Across all the entries, tally the lines holding the word "below", and give the number by itself.

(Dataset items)
▼
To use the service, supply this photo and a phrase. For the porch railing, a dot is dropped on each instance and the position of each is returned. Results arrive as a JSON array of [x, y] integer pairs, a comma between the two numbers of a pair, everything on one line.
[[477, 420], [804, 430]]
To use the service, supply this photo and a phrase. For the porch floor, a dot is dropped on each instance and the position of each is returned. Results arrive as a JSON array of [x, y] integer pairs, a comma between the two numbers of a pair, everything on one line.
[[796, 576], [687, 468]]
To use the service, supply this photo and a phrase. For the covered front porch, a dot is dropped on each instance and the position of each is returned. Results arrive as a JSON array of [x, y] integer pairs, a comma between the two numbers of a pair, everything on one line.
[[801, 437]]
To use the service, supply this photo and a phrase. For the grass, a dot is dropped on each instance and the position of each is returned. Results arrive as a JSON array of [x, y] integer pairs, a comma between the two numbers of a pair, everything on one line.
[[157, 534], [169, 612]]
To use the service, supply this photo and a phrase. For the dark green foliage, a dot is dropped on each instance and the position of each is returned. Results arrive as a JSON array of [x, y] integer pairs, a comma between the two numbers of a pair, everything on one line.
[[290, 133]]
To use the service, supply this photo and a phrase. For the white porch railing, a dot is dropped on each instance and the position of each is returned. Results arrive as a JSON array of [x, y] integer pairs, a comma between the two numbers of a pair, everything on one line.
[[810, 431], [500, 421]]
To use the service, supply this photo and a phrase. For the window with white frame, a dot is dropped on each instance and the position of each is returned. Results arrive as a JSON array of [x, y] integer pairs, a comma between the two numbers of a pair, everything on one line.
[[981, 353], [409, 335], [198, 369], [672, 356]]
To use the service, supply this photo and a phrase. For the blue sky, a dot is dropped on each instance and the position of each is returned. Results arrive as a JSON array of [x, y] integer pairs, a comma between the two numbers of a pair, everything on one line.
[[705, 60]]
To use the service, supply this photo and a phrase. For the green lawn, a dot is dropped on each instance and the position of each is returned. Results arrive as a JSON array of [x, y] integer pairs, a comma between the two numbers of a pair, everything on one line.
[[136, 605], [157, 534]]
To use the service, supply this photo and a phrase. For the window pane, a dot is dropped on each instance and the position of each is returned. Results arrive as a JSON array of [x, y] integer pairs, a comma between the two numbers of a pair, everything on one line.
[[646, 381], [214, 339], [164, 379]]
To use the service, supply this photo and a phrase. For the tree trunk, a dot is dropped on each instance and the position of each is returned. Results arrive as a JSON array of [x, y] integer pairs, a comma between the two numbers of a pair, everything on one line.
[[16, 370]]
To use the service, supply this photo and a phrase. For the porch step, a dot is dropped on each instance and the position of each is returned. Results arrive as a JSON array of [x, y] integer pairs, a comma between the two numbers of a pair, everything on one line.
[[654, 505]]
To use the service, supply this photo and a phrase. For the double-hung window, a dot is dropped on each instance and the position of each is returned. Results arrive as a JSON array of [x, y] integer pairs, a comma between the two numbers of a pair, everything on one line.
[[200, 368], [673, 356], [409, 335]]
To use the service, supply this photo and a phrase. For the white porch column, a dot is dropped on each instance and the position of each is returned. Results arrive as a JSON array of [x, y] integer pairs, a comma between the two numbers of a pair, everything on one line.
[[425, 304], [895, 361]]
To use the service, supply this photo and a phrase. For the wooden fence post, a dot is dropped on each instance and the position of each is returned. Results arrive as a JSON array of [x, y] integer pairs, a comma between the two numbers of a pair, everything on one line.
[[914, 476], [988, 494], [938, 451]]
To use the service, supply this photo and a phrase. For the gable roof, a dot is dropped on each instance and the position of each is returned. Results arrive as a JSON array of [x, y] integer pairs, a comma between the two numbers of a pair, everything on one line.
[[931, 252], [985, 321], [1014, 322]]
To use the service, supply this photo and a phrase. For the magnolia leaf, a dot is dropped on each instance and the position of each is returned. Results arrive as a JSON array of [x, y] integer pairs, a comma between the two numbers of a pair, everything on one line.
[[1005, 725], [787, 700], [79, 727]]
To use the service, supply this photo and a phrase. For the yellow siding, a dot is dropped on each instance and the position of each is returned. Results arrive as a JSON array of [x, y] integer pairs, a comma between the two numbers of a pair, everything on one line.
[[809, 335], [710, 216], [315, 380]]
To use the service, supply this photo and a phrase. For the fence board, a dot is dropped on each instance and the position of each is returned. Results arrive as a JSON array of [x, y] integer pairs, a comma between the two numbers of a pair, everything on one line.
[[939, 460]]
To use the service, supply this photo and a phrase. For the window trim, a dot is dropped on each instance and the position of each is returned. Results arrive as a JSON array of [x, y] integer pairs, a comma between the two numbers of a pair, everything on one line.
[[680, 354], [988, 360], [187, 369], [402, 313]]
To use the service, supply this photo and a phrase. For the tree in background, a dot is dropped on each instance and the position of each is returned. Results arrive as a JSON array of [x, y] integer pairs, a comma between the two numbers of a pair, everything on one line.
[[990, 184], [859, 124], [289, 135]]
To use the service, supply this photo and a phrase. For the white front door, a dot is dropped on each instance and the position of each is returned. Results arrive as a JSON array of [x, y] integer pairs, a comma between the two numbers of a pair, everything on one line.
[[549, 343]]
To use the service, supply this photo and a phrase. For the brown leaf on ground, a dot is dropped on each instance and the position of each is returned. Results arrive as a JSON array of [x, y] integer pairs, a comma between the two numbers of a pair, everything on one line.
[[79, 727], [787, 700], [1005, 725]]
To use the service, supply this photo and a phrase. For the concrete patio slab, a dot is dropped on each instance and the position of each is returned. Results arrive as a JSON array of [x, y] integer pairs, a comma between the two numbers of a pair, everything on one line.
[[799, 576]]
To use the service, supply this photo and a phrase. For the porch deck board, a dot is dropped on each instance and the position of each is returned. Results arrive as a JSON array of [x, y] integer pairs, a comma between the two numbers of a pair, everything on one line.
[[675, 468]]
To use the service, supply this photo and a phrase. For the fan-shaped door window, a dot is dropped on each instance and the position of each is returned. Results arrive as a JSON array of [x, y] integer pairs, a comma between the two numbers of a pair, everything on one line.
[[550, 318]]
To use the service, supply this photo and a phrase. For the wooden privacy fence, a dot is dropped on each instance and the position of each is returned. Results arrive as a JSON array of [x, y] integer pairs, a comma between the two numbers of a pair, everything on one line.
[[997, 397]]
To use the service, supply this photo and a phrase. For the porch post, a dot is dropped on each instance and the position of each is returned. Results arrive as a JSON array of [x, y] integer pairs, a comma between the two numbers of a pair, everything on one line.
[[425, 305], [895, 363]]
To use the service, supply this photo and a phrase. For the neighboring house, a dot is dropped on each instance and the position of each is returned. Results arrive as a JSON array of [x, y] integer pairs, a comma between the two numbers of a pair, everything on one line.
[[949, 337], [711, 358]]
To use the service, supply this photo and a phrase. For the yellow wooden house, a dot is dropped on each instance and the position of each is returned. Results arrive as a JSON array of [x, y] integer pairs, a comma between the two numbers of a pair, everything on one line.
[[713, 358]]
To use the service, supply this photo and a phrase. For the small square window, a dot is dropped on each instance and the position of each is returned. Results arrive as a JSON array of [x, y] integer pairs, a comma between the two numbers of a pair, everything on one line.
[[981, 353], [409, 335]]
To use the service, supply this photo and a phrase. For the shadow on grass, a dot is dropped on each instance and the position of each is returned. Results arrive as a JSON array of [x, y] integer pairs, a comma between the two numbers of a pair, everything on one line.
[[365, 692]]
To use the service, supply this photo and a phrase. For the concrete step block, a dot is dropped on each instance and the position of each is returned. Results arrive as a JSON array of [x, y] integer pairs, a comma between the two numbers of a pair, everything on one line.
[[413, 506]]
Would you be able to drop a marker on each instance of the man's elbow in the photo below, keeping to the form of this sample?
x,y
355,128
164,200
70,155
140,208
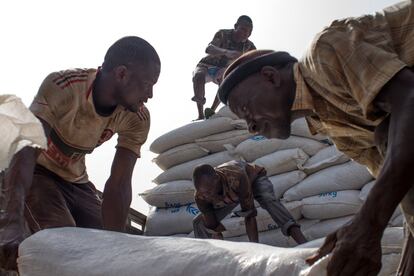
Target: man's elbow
x,y
119,189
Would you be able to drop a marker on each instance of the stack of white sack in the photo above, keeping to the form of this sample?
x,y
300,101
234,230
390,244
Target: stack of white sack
x,y
70,252
19,128
317,184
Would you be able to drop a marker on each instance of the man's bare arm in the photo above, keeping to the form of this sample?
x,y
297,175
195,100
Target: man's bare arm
x,y
117,195
356,247
17,182
215,50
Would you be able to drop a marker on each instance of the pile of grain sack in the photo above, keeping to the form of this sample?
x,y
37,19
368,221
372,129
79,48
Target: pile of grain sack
x,y
320,186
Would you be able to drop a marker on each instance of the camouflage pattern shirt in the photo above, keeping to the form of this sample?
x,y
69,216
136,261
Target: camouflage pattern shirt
x,y
224,39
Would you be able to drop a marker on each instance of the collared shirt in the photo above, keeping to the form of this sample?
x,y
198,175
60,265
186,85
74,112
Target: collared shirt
x,y
344,70
65,102
236,178
224,39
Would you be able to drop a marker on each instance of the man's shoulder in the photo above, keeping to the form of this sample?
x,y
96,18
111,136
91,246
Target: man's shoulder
x,y
65,78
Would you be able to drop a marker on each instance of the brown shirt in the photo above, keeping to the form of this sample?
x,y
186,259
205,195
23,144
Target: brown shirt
x,y
224,39
65,102
236,178
344,70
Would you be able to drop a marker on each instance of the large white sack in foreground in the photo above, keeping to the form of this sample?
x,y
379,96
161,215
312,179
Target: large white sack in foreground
x,y
190,132
215,143
331,205
347,176
282,161
184,171
259,146
179,154
170,221
170,194
19,128
391,242
325,158
389,266
73,252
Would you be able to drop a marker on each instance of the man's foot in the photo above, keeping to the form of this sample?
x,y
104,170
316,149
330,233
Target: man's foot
x,y
208,112
8,257
198,119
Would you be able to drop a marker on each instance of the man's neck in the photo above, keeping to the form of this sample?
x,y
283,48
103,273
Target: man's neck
x,y
235,38
104,104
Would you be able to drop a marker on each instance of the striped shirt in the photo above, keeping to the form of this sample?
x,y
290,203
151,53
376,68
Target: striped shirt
x,y
65,102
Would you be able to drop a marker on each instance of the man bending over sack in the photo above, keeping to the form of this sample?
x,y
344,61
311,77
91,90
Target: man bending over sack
x,y
356,85
219,190
80,109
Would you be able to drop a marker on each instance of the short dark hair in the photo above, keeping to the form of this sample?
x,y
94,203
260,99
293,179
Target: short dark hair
x,y
249,64
245,19
202,171
130,50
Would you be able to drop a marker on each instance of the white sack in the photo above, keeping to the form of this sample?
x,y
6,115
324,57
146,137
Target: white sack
x,y
325,158
331,205
282,161
391,242
258,146
275,237
170,194
366,189
215,143
283,182
299,127
73,252
347,176
169,221
389,266
184,171
19,128
179,154
325,227
235,226
225,112
190,132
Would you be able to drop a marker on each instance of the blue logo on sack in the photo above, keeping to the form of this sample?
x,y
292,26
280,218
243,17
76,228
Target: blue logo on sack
x,y
332,194
258,138
192,210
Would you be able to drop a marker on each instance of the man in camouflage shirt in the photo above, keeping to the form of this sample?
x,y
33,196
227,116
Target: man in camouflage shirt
x,y
226,46
219,190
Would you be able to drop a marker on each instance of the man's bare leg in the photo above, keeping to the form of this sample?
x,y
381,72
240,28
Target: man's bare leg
x,y
199,81
297,234
406,266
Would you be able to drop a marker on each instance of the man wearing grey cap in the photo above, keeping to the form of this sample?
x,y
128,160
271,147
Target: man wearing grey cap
x,y
355,84
226,46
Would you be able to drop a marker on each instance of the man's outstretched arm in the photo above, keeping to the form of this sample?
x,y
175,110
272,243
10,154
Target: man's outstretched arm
x,y
357,247
17,182
117,195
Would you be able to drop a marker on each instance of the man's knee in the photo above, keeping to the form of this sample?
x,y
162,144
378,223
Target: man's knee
x,y
263,190
199,77
197,221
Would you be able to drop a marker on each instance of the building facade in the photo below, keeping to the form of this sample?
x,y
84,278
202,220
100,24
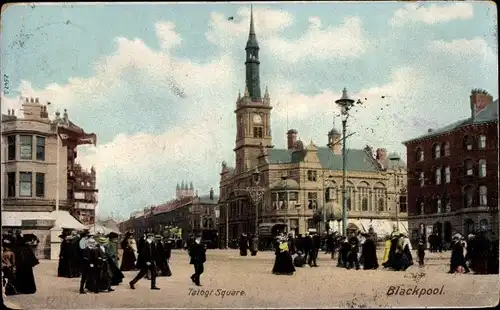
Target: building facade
x,y
301,185
453,174
36,192
187,211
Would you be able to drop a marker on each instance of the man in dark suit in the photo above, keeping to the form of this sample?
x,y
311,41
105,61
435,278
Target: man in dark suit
x,y
146,262
197,252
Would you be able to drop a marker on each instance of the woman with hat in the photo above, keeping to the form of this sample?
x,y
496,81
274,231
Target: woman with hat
x,y
8,268
25,261
129,256
112,256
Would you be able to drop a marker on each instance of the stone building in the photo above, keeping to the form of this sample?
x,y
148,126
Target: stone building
x,y
188,211
35,171
453,183
302,183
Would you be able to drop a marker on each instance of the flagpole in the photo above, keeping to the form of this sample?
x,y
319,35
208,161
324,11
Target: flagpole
x,y
57,167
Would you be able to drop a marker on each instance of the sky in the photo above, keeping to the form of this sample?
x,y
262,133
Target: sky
x,y
158,82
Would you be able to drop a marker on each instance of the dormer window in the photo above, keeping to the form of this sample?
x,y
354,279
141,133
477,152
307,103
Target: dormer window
x,y
420,155
436,150
468,143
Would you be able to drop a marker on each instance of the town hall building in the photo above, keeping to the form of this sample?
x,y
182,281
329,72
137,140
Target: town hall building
x,y
302,184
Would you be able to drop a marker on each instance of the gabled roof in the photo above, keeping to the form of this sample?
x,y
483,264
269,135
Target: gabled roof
x,y
487,115
356,160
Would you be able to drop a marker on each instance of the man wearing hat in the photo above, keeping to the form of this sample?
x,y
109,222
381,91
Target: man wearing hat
x,y
146,262
197,252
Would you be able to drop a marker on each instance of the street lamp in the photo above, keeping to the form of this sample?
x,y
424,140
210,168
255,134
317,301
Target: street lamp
x,y
345,104
284,178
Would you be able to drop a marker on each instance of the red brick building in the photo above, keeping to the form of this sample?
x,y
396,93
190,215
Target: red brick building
x,y
453,173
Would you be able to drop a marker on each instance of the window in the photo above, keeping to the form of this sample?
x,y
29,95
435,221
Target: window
x,y
381,204
40,184
348,204
312,200
468,142
25,184
11,184
420,154
483,195
11,149
257,132
402,204
482,168
446,149
311,175
447,174
436,150
40,148
468,197
483,224
482,142
437,174
364,204
26,148
469,169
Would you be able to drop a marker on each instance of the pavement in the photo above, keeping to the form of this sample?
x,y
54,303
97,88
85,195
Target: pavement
x,y
232,281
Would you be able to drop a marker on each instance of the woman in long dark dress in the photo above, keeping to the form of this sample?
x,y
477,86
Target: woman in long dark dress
x,y
129,248
25,261
369,252
283,264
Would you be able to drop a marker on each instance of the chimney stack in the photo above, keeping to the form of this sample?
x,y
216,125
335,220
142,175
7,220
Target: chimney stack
x,y
381,155
479,99
291,138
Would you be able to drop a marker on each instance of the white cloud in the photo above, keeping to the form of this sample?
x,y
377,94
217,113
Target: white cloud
x,y
431,14
167,36
319,43
230,33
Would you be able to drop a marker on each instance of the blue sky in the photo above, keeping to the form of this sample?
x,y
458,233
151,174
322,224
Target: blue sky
x,y
118,69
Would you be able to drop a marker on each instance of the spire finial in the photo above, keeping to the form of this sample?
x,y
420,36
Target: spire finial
x,y
252,30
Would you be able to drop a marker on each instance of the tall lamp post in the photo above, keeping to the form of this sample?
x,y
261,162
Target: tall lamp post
x,y
345,103
256,193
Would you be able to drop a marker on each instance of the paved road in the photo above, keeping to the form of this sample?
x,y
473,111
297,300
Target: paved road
x,y
225,271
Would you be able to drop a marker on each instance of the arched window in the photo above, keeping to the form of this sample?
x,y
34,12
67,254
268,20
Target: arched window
x,y
469,167
402,204
468,143
483,195
482,142
420,154
381,204
446,149
483,224
482,168
436,150
468,196
468,227
364,204
447,174
421,178
439,206
437,175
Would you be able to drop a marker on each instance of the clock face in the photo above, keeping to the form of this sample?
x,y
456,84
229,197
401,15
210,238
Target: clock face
x,y
257,119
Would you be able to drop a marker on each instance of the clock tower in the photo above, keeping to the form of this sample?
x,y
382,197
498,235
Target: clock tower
x,y
253,112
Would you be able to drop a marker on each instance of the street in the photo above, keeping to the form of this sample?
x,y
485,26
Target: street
x,y
231,281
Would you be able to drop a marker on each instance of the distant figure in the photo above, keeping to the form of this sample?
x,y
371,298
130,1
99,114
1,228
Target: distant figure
x,y
254,245
146,262
197,252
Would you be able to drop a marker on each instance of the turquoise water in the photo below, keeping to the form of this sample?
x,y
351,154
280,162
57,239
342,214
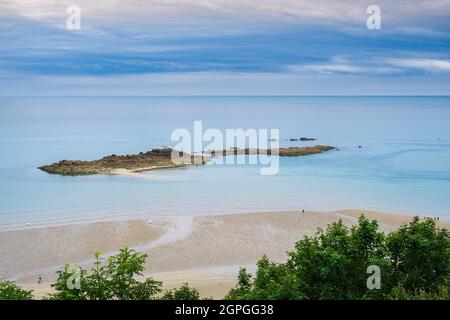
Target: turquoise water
x,y
403,165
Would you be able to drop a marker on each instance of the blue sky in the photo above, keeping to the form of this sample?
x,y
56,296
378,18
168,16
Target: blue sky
x,y
217,47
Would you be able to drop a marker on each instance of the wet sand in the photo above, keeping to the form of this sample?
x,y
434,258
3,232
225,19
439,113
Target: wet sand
x,y
205,251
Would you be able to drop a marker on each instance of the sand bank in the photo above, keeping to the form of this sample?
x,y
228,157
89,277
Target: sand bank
x,y
205,251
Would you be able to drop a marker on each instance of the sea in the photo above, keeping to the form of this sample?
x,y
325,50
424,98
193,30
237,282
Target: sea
x,y
393,155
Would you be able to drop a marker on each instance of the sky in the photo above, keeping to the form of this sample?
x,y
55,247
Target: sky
x,y
224,47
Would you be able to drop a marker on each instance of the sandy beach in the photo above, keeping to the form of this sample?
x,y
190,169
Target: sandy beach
x,y
205,251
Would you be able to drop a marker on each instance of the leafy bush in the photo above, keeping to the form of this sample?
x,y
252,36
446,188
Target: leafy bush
x,y
182,293
11,291
111,278
414,263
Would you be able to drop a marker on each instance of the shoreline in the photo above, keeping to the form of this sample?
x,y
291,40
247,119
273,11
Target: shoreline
x,y
205,251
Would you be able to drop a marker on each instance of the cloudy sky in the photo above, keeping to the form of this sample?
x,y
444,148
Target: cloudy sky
x,y
224,47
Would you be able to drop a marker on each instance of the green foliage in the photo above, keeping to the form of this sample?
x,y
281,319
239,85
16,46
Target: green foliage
x,y
182,293
414,263
111,278
11,291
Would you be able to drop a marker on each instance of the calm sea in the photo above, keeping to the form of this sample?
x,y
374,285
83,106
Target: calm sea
x,y
403,165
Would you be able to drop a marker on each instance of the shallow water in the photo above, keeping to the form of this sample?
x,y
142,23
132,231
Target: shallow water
x,y
403,165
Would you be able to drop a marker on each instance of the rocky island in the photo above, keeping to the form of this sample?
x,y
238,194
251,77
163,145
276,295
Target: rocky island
x,y
161,158
150,160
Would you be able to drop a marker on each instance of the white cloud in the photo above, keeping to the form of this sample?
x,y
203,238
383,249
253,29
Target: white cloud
x,y
250,10
430,65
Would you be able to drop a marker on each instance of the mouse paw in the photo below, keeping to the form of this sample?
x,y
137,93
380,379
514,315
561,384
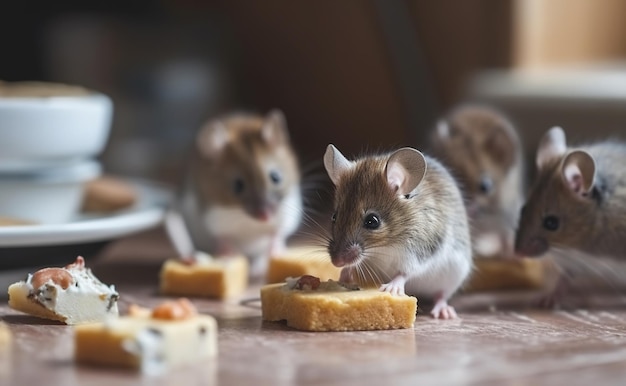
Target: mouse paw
x,y
442,310
395,286
346,275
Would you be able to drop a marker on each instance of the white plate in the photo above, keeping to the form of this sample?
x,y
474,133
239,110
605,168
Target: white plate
x,y
148,212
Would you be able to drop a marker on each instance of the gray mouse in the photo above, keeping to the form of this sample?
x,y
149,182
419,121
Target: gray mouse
x,y
242,193
577,201
399,220
483,151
▲
— TASK OUTPUT —
4